GIVEN TEXT:
■ ■ ■ ■

About Our Impact

BIBS faculty members pioneer research that illuminates how neural circuits give rise to complex behavior, generating benefits for society as well as the scientific community. Scientists within BIBS are uncovering molecular, cellular, and circuit mechanisms that underlie healthy brain function and understanding how those mechanisms malfunction in disease. Scientists are pursuing research revealing better understanding and better treatment of epilepsy; autism; ALS, Parkinson’s disease, and other neurodegenerative disorders and movement disorders; mental illness such as depression, suicide, obsessive compulsive disorder. BIBS scientists and engineers are creating new tools that give the scientific community unprecedented views into understanding brain function; medical devices that can read out brain signals and adjust brain circuits; software that can more rapidly and smartly analyze brain and behavioral data to better predict when someone will have a seizure, who is at risk for attempting suicide, or what drug is best for a patient. Researchers are also building artificial vision systems that see like humans do, leading to a new generation of smart technology.

BIBS maximizes these impacts by creating an environment at Brown that allows faculty, postdocs and students to innovate, create and advance knowledge in brain science without constraint. BIBS supports research, training and outreach to benefit 130+ faculty from a range of academic and clinical departments at Brown University. BIBS has recruited and retained world-class faculty, students, and staff; raised $60M in philanthropy and pledged support ($30M since 2015); funded early-stage innovation that has generated new federal funding; supported faculty in grant preparation and management; operates state-of-the-art research facilities and instruments; secured a $11M NIH award to help launch research of early-stage faculty; and supported training including fellowships for postdocs, graduate students and undergraduates; and engaged the local community in brain science.

■ ■ ■ ■

Data items:
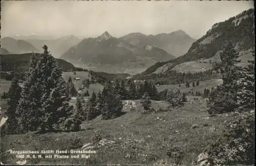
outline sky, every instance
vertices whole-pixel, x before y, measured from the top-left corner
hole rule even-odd
[[[8,1],[1,2],[1,36],[120,37],[182,30],[195,39],[215,23],[253,8],[252,1]]]

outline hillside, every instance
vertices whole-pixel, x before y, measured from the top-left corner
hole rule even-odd
[[[84,149],[82,148],[83,145],[92,143],[97,133],[102,134],[102,139],[114,141],[112,146],[98,147],[93,144],[92,149],[85,149],[96,151],[96,154],[90,154],[89,159],[81,158],[81,154],[78,159],[71,158],[70,154],[68,154],[69,158],[18,159],[14,154],[7,152],[2,154],[2,162],[9,164],[16,164],[19,161],[39,165],[157,165],[163,164],[164,161],[176,161],[181,165],[191,165],[197,160],[208,140],[221,136],[225,125],[238,116],[225,114],[208,117],[205,100],[187,102],[184,106],[171,111],[146,116],[141,114],[142,108],[139,101],[124,102],[125,114],[107,120],[100,120],[100,116],[83,122],[79,132],[45,134],[31,132],[1,137],[1,143],[4,143],[1,144],[3,152],[10,149],[48,150],[49,147],[54,150],[82,150]],[[166,108],[167,105],[165,101],[152,101],[152,106],[156,109]],[[196,127],[192,128],[193,126]],[[175,147],[178,148],[178,151],[173,151]],[[174,155],[169,155],[170,153]]]
[[[236,48],[240,52],[241,56],[244,55],[243,52],[250,50],[254,46],[253,13],[254,9],[251,9],[224,22],[215,24],[205,35],[192,44],[186,53],[174,60],[157,63],[134,78],[143,79],[144,76],[155,72],[159,68],[167,65],[168,69],[165,69],[162,73],[163,76],[164,76],[164,73],[172,70],[177,65],[183,65],[182,63],[188,62],[210,59],[219,53],[218,51],[221,50],[222,46],[228,40],[231,41],[236,46]],[[209,65],[206,67],[210,68]],[[180,69],[177,69],[178,71]],[[184,70],[192,69],[188,68]],[[161,70],[159,70],[161,72]]]
[[[116,65],[122,67],[129,62],[143,62],[141,58],[159,62],[174,58],[164,50],[154,46],[137,47],[127,42],[113,37],[107,32],[96,38],[83,40],[72,47],[60,58],[83,64]]]
[[[74,35],[63,36],[56,39],[29,39],[25,40],[31,43],[40,52],[42,51],[42,46],[44,45],[47,45],[52,56],[55,58],[59,58],[70,47],[81,41],[80,39]]]
[[[38,50],[30,43],[22,40],[16,40],[10,37],[1,39],[1,47],[5,48],[12,53],[38,52]]]
[[[139,33],[131,33],[119,39],[138,47],[155,46],[176,57],[186,53],[196,41],[182,30],[169,34],[148,36]]]
[[[38,59],[40,54],[35,53],[36,59]],[[32,53],[2,54],[2,71],[11,70],[25,71],[28,67],[28,64]],[[75,68],[74,65],[63,60],[56,59],[58,67],[62,70],[72,71]]]

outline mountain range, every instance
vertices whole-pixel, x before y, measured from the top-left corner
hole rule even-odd
[[[11,37],[5,37],[1,40],[1,49],[10,53],[24,53],[34,52],[38,50],[31,43],[23,40],[16,40]]]
[[[48,46],[51,53],[55,57],[58,58],[66,52],[70,47],[77,44],[81,40],[74,35],[63,36],[55,39],[24,39],[31,43],[40,52],[42,51],[42,46],[46,45]]]
[[[205,35],[193,43],[184,55],[175,59],[156,63],[133,78],[144,79],[156,74],[158,79],[167,79],[170,76],[168,75],[170,70],[179,69],[178,71],[184,72],[183,69],[184,67],[186,68],[187,71],[193,68],[198,69],[195,70],[197,72],[209,69],[212,66],[210,61],[220,60],[219,53],[227,41],[232,42],[239,52],[239,58],[244,63],[247,60],[253,59],[251,51],[255,47],[254,36],[254,9],[251,9],[225,21],[214,24]]]
[[[140,58],[150,58],[159,62],[175,57],[152,45],[136,47],[112,37],[106,31],[97,38],[84,39],[60,57],[71,62],[79,61],[84,63],[111,65],[137,62]]]
[[[182,30],[156,35],[131,33],[119,39],[138,47],[148,45],[154,46],[176,57],[186,53],[192,43],[196,41]]]

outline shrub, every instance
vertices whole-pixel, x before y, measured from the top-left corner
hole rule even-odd
[[[223,134],[208,144],[204,152],[215,165],[251,165],[254,163],[254,113],[246,113],[228,124]]]

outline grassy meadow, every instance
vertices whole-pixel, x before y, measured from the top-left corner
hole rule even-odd
[[[210,140],[215,140],[231,122],[234,114],[208,117],[205,99],[187,102],[184,106],[167,108],[167,112],[142,115],[138,101],[134,107],[124,110],[126,114],[113,120],[101,120],[100,116],[84,122],[76,132],[57,132],[6,136],[2,138],[2,152],[13,150],[81,149],[92,143],[95,133],[102,138],[116,142],[114,146],[95,147],[96,154],[89,159],[29,159],[26,164],[159,164],[178,160],[191,165]],[[167,105],[165,101],[152,101],[157,109]],[[126,104],[126,106],[129,104]],[[127,108],[127,107],[126,107]],[[125,109],[124,108],[124,109]],[[180,155],[169,156],[172,148]],[[18,160],[9,152],[2,153],[2,162],[15,164]]]

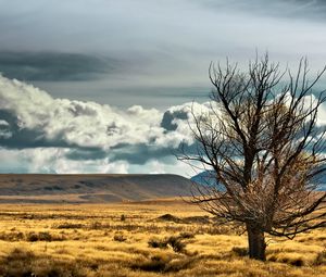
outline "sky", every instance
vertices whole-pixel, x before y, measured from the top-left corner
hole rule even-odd
[[[326,63],[322,0],[0,0],[1,173],[176,173],[211,61]],[[322,85],[326,84],[321,80]]]

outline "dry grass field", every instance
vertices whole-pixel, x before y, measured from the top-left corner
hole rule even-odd
[[[246,234],[181,201],[0,205],[0,276],[326,276],[326,230],[268,238],[267,262]]]

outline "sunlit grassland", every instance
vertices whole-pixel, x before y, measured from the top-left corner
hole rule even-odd
[[[0,223],[0,276],[326,276],[325,229],[267,238],[262,263],[241,228],[180,201],[2,204]]]

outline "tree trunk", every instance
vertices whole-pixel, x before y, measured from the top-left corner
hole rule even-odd
[[[266,261],[265,235],[255,226],[247,224],[249,256],[251,259]]]

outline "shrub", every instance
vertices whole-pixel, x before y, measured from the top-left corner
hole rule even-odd
[[[326,250],[319,252],[314,261],[314,265],[324,265],[326,264]]]
[[[231,251],[238,256],[248,256],[249,254],[248,248],[234,247]]]
[[[181,241],[180,237],[170,237],[166,242],[172,247],[174,252],[185,252],[186,243]]]
[[[114,237],[113,237],[113,240],[114,241],[123,242],[123,241],[126,241],[127,238],[124,235],[122,235],[122,234],[115,234]]]
[[[167,248],[167,241],[165,239],[151,238],[148,242],[148,245],[150,248],[164,249],[164,248]]]

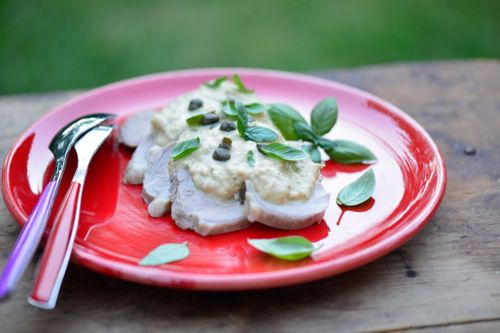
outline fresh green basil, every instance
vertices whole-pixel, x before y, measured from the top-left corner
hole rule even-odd
[[[316,248],[302,236],[286,236],[270,239],[248,239],[259,251],[283,260],[301,260],[309,257]]]
[[[377,157],[368,148],[347,140],[320,139],[319,145],[332,160],[341,164],[372,164]]]
[[[321,100],[311,113],[311,127],[318,135],[330,132],[337,122],[337,101],[332,97]]]
[[[307,124],[293,123],[293,128],[295,129],[295,133],[297,134],[300,140],[309,141],[313,143],[317,142],[318,137]]]
[[[266,112],[269,107],[261,103],[251,103],[245,104],[245,109],[247,109],[247,112],[251,115],[258,115]]]
[[[240,102],[235,102],[236,116],[238,121],[236,122],[236,127],[238,132],[242,137],[245,136],[245,129],[248,127],[248,113],[243,104]]]
[[[299,139],[297,133],[295,133],[294,123],[307,125],[304,117],[297,110],[286,104],[270,104],[267,114],[286,140]]]
[[[297,149],[279,142],[259,145],[258,149],[262,154],[282,161],[300,161],[309,157],[302,149]]]
[[[361,177],[340,190],[337,204],[342,206],[357,206],[370,199],[375,191],[375,174],[370,169]]]
[[[149,252],[141,259],[141,266],[158,266],[179,261],[189,256],[187,242],[176,244],[163,244]]]
[[[245,86],[245,84],[243,83],[243,81],[241,81],[241,78],[240,78],[240,76],[238,74],[234,74],[233,75],[233,82],[238,87],[238,91],[239,92],[242,92],[242,93],[245,93],[245,94],[249,94],[249,93],[253,93],[254,92],[253,90],[248,89]]]
[[[228,118],[237,118],[238,117],[238,112],[236,111],[236,105],[232,101],[222,102],[222,112]]]
[[[249,150],[247,153],[247,164],[252,168],[255,166],[255,154],[252,150]]]
[[[267,127],[249,126],[244,129],[243,138],[253,142],[273,142],[278,139],[278,134]]]
[[[205,85],[208,88],[216,89],[218,88],[222,82],[227,80],[227,76],[221,76],[216,78],[215,80],[205,82],[203,85]]]
[[[203,120],[204,116],[205,116],[205,114],[203,114],[203,113],[194,115],[192,117],[187,118],[186,119],[186,123],[189,126],[198,126],[198,125],[201,125],[201,121]]]
[[[303,145],[302,149],[309,154],[314,163],[321,163],[321,153],[315,145]]]
[[[172,154],[170,156],[172,156],[174,160],[180,160],[200,148],[200,144],[201,141],[199,137],[179,142],[175,145],[174,149],[172,149]]]

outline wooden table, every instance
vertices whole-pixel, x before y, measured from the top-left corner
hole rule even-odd
[[[417,237],[352,272],[262,291],[158,289],[70,265],[51,312],[26,303],[28,272],[13,298],[0,304],[0,331],[500,332],[500,62],[315,74],[393,102],[437,142],[448,165],[447,194]],[[0,97],[1,159],[30,123],[77,94]],[[1,267],[18,232],[0,203]]]

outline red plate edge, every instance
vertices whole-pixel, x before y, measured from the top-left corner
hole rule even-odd
[[[315,78],[304,74],[288,73],[276,70],[262,70],[262,69],[250,69],[250,68],[208,68],[208,69],[190,69],[190,70],[180,70],[167,73],[159,73],[141,76],[137,78],[132,78],[124,81],[119,81],[103,87],[91,90],[87,93],[83,93],[69,101],[63,103],[59,107],[47,112],[45,115],[40,117],[35,123],[33,123],[28,129],[26,129],[14,142],[10,148],[4,164],[2,172],[2,195],[6,203],[7,209],[14,216],[17,222],[22,225],[25,223],[27,216],[21,213],[21,209],[16,205],[13,197],[8,193],[8,181],[7,173],[10,172],[8,166],[10,165],[13,152],[18,148],[23,139],[30,133],[37,124],[41,122],[44,118],[48,117],[51,113],[58,112],[59,110],[70,106],[80,100],[90,98],[94,95],[112,91],[115,89],[122,89],[126,86],[140,84],[144,81],[150,81],[155,79],[171,79],[180,76],[191,76],[196,74],[212,74],[217,73],[220,75],[221,72],[227,74],[238,72],[241,74],[252,74],[252,75],[271,75],[271,76],[281,76],[283,78],[292,79],[296,81],[303,81],[315,84],[321,84],[324,86],[329,86],[334,89],[343,89],[350,93],[360,95],[367,100],[373,101],[391,113],[396,114],[402,120],[407,122],[413,129],[415,129],[419,135],[421,135],[432,148],[434,155],[437,160],[437,187],[434,189],[433,196],[429,200],[429,204],[419,212],[419,214],[406,223],[401,229],[399,229],[395,234],[386,236],[381,241],[371,244],[369,247],[365,247],[362,250],[358,250],[353,253],[346,254],[343,257],[330,259],[326,262],[317,263],[313,266],[305,266],[299,268],[291,268],[283,271],[265,272],[265,273],[245,273],[245,274],[227,274],[227,275],[216,275],[216,274],[203,274],[203,273],[184,273],[184,272],[174,272],[168,271],[168,279],[166,279],[166,271],[164,269],[159,269],[155,267],[149,267],[147,270],[144,267],[131,266],[127,264],[117,263],[113,260],[106,259],[104,257],[96,256],[88,248],[84,248],[75,245],[72,254],[72,260],[74,262],[80,263],[86,267],[91,268],[97,272],[112,276],[123,278],[135,282],[156,285],[156,286],[171,286],[182,289],[198,289],[198,290],[243,290],[243,289],[261,289],[261,288],[272,288],[277,286],[286,286],[297,283],[308,282],[312,280],[318,280],[325,278],[327,276],[332,276],[339,274],[355,267],[364,265],[370,261],[373,261],[396,247],[402,245],[414,235],[416,235],[430,220],[432,215],[435,213],[439,204],[441,203],[447,182],[446,166],[445,161],[442,157],[441,152],[438,147],[431,139],[429,134],[409,115],[397,108],[396,106],[388,103],[370,93],[364,92],[360,89],[350,87],[341,83],[334,81],[329,81],[321,78]]]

■ ■ ■ ■

TO DO:
**a)** How large was the NIH award that BIBS secured to help launch research of early-stage faculty, according to the BIBS impact statement?
**b)** Echo the BIBS impact statement between "BIBS maximizes these" and "in brain science.", inclusive.
The data items play no part in this.

RESULTS FOR EACH TASK:
**a)** $11M

**b)**
BIBS maximizes these impacts by creating an environment at Brown that allows faculty, postdocs and students to innovate, create and advance knowledge in brain science without constraint. BIBS supports research, training and outreach to benefit 130+ faculty from a range of academic and clinical departments at Brown University. BIBS has recruited and retained world-class faculty, students, and staff; raised $60M in philanthropy and pledged support ($30M since 2015); funded early-stage innovation that has generated new federal funding; supported faculty in grant preparation and management; operates state-of-the-art research facilities and instruments; secured a $11M NIH award to help launch research of early-stage faculty; and supported training including fellowships for postdocs, graduate students and undergraduates; and engaged the local community in brain science.